Extracted data entries
:::
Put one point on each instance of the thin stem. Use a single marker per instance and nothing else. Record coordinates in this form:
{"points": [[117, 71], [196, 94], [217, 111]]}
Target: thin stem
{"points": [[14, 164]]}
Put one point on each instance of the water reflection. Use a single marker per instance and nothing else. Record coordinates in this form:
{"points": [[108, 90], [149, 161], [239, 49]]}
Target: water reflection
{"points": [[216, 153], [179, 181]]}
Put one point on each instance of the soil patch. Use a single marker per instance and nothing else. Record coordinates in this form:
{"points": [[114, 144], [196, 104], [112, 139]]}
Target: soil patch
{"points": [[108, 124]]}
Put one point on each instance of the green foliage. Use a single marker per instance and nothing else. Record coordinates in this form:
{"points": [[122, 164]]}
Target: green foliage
:::
REQUEST –
Retype the lines starting at the one that contains "Put one point on each instance of the soil" and continuing through the last line of the entries.

ANSWER TO THIS TASK –
Put one point on each instance of the soil patch. Use a single marker per instance and nothing else. Record coordinates in this form:
{"points": [[114, 144], [196, 104], [112, 139]]}
Target: soil patch
{"points": [[108, 124]]}
Put one point on each instance of the green foliage. Use a single marker per instance and nothing else. Record coordinates in this form:
{"points": [[122, 164]]}
Target: green foliage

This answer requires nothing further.